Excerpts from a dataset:
=== Begin Enclosure ===
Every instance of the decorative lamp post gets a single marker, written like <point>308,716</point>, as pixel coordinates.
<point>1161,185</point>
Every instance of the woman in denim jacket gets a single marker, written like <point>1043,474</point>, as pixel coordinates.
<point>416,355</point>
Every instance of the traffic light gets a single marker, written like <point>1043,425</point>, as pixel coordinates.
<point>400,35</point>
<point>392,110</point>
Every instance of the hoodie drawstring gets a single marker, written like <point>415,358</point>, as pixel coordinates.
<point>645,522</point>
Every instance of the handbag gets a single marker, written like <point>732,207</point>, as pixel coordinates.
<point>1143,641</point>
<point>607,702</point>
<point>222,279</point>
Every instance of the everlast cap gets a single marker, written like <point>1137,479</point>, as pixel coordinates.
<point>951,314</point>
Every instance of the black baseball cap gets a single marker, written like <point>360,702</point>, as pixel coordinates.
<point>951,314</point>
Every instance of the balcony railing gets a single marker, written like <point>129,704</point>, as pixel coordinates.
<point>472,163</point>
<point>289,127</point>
=== End Enclosure ===
- **Your assignment**:
Would you write the records out again, word for word?

- **Solution to this problem**:
Every instance of the decorative lamp post gets a single marker, written like <point>308,716</point>, as pixel coordinates.
<point>1161,185</point>
Every instance of the woman in denim jacket gets a single marker, written like <point>1043,474</point>, as pixel coordinates.
<point>416,355</point>
Every instance of the traffic light gets a single marker, written like <point>1043,425</point>, as pixel coordinates.
<point>400,35</point>
<point>392,110</point>
Every instance of the hoodie drawstring gets a single marker, written like <point>415,358</point>, as pixel coordinates.
<point>645,522</point>
Every instance of the handbag gets a single marker, written like <point>732,207</point>, as pixel coordinates.
<point>1143,641</point>
<point>607,702</point>
<point>222,279</point>
Every instance of the everlast cap gets a single marker, written like <point>1137,479</point>, as pixel coordinates.
<point>951,314</point>
Every instance of the black baseball cap gets a single marker, written like <point>360,702</point>, as pixel coordinates.
<point>951,314</point>
Every instance of the balcony railing gets a single marker, written like <point>129,704</point>, as pixel coordinates.
<point>472,163</point>
<point>289,127</point>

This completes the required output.